[[ DATA EXCERPTS, beginning ]]

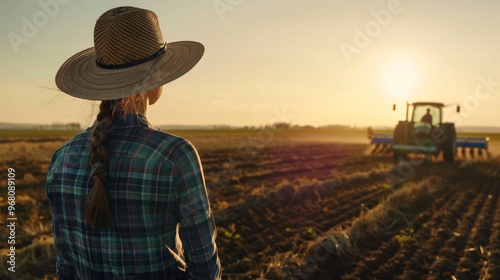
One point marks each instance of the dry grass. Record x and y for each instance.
(340, 244)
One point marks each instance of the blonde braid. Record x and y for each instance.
(97, 207)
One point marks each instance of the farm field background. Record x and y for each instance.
(302, 204)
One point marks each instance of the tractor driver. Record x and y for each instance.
(427, 118)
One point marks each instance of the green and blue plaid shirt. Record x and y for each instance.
(155, 183)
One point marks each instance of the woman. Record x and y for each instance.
(121, 192)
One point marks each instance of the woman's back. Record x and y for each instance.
(153, 179)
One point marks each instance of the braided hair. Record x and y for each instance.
(97, 208)
(97, 212)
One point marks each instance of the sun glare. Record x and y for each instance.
(399, 80)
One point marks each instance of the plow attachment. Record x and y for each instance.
(473, 144)
(383, 143)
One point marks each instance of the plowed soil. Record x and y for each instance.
(273, 203)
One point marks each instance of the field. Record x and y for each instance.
(303, 204)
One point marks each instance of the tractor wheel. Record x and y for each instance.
(398, 138)
(448, 146)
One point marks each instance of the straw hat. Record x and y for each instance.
(129, 57)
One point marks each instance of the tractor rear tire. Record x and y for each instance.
(448, 146)
(398, 138)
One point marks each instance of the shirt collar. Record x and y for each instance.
(129, 120)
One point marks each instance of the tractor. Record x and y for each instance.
(425, 133)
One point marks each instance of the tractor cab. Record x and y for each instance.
(425, 132)
(426, 116)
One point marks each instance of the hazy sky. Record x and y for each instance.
(305, 62)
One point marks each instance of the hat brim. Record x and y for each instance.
(80, 76)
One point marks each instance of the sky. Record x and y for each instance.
(316, 62)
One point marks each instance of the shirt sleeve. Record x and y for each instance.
(64, 267)
(197, 225)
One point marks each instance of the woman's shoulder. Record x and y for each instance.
(169, 143)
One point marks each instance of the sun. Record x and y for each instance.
(400, 79)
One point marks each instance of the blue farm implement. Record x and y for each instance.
(425, 133)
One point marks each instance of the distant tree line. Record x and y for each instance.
(59, 126)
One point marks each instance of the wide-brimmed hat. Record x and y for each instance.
(129, 56)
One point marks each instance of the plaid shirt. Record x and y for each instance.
(155, 184)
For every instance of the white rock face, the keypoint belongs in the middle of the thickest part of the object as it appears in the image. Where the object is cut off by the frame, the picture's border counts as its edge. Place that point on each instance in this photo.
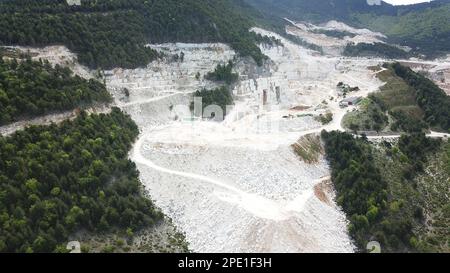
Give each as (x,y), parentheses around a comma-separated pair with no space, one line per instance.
(332,45)
(236,185)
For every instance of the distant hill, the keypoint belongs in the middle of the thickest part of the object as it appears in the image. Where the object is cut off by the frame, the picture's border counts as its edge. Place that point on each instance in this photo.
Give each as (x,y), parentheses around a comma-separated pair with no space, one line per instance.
(424,27)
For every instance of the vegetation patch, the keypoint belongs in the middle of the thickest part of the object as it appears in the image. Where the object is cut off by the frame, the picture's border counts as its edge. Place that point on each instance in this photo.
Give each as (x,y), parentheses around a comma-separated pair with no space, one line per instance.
(31,88)
(369,117)
(58,180)
(376,188)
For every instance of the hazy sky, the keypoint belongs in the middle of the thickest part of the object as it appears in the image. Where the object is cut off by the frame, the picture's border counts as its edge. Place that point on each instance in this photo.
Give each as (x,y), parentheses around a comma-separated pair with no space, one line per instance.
(405,2)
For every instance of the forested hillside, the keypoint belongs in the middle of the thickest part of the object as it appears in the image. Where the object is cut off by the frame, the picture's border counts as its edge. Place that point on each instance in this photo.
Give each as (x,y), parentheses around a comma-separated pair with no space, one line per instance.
(379,188)
(31,88)
(55,180)
(113,33)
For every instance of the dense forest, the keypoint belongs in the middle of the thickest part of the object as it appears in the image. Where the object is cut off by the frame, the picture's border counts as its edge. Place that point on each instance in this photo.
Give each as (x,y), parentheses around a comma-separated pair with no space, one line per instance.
(30,88)
(407,102)
(58,179)
(376,188)
(113,33)
(377,49)
(433,100)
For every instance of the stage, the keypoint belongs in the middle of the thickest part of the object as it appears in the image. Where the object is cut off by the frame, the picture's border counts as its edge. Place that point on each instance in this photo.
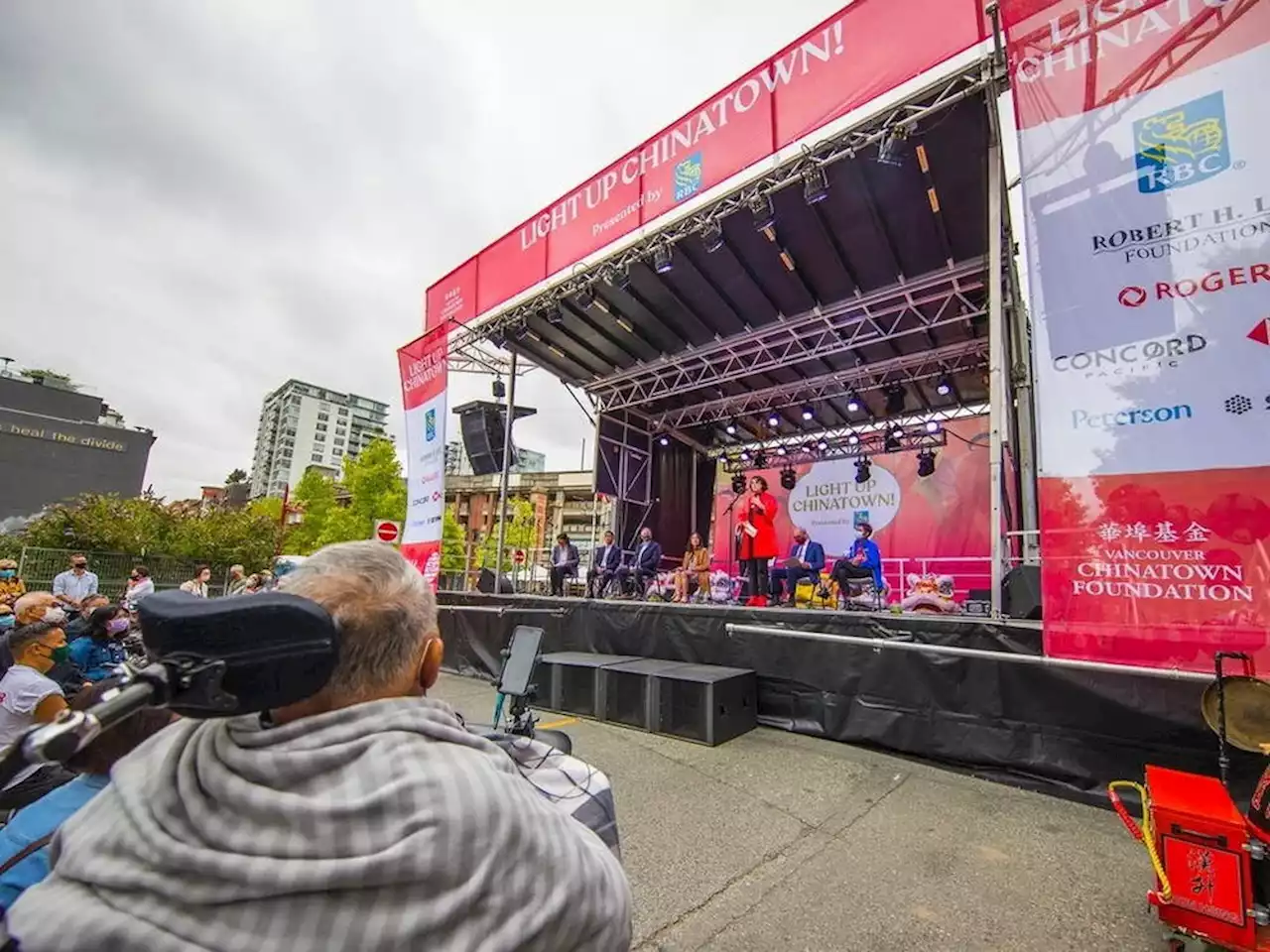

[[ DATA EXCERPTS, end ]]

ASSIGNED TASK — Every line of the data above is to be set down word for word, with the pictures left out.

ANSWER TO THIS EXERCISE —
One point marks each instance of the dry grass. Record x and y for each instance.
(340, 244)
One point marks each instance of the blonde braid. Record x and y for each instance.
(97, 207)
One point marks each instance of the farm field background. Record x and y for each instance.
(302, 204)
One point marks each instance of the tractor driver. Record x and y for each instance.
(427, 118)
One point marks each instance of the green and blue plaid shirt. Record x and y for each instance.
(155, 183)
One point marks each instance of the woman. Record x and y for each instance.
(121, 192)
One point marks each instance of the woman's back. Record x and y for each instance.
(153, 179)
One point marks each instance of the braided hair. Record x and y for each instance.
(97, 208)
(97, 212)
One point marks each instance of the sun glare. Record x and y for each instance.
(399, 80)
One point marks each instance of the plow attachment. Record x and y for each instance.
(473, 144)
(383, 143)
One point marks each instance of the plowed soil. Record x and y for each instance.
(273, 203)
One point marks each instance of the field. Record x and y for each instance.
(303, 204)
One point marks each instance of the tractor wheel. Record x and y for each instance.
(398, 138)
(448, 146)
One point marks each instance of the straw hat. Record x and y for each instance.
(129, 57)
One point marks each instance of the tractor rear tire. Record x and y for each instance.
(448, 146)
(398, 138)
One point marks each instance of the shirt collar. Record x and y for each instance.
(129, 120)
One point marks each instance of the tractor. Record x and y for each instance.
(425, 133)
One point marks each instance of the tractor cab. Record x and y for each instance.
(425, 132)
(426, 116)
One point marks each instance of the hazy sky. Record x and y for each instance.
(305, 62)
One point marks each instance of the hat brim. Record x and y for each instance.
(80, 76)
One point marks each instance of the sky. Record x and y for each instance.
(316, 62)
One point marks each instance of the shirt sleeve. Record x and y for each instance.
(64, 267)
(197, 225)
One point marks each instance of the woman's shoulder. Record x and y for each instance.
(169, 143)
One point marks each instance of the sun. Record x and y for each instance.
(400, 79)
One point marks each instance of the blue farm implement. Record x and y for each instance.
(425, 133)
One point marks each instance of the distant tree line. Record x and y for each instance.
(59, 126)
One point marks each instance of the wide-brimmed hat. Record x and y for each instance.
(129, 56)
One point marks each instance of the plaid shirt. Record x and y for each instance.
(155, 184)
For every instance of the white rock face, the keypoint belongs in the middle of the thickest part of the object as it appears in the image. Where the object is cut off by the frame, the picture's border counts as its edge. Place that point on each instance in this photo.
Give each as (x,y), parentheses around a comma-separated pair with no space, one line per instance.
(332,45)
(236,185)
For every instance of the distant hill, the keypoint belongs in the middle of the thickest part of the object as it appears in the image. Where the object is cut off by the frame, the picture's border counts as its edge. Place that point on each instance in this photo.
Give each as (x,y), parentheses around a comma-separated pair with no space, one line per instance.
(424,27)
For every instance of the vegetation patch, the keypoint belongs in the middle of the thickest part of the object as it appears in the image. Where the object is cut off by the frame, the picture's border counts as its edge. Place that point on each instance in this photo.
Give each as (x,y), parentheses around a comma-separated pair with no space, one line per instance.
(31,88)
(369,117)
(58,180)
(376,188)
For every instance of the hazy sky, the keypoint belongs in the middle of the thickest part of the object as it appears in the image. Where the object is cut off by the frame, the picture's border counts as its edge. Place that point on each instance in this photo.
Give each as (x,y), parentheses around a comma-separated pair with no space, one line per instance.
(405,2)
For every instance of the forested hillside, the keypoint belongs in the middle of the thickest part of the object as it appears in the image. Where the object is cut off by the frame, the picture's border counts as its edge. Place that point on each instance in this photo.
Give each as (x,y), parentheses around a comma-separated pair with no space, one line per instance.
(379,188)
(31,88)
(55,180)
(113,33)
For every instance of the dense forest, the keypoint belongs in the middle of the thickest part of the object as it appears in the image. Where the object is cut off by the frame, the picture's border counts as its edge. Place that point on each instance in this photo.
Give each as (x,y), parentheses around a comma-separated pair with no space, one line per instance.
(30,88)
(407,102)
(58,179)
(376,188)
(113,33)
(377,49)
(433,100)
For every instance of the stage, the keypoint belongs in the middle of the thickest part of the object as it appears in the image. Where the object is cut off by the frame, the picture's border counts as its edge. Place that point on each instance in this photo.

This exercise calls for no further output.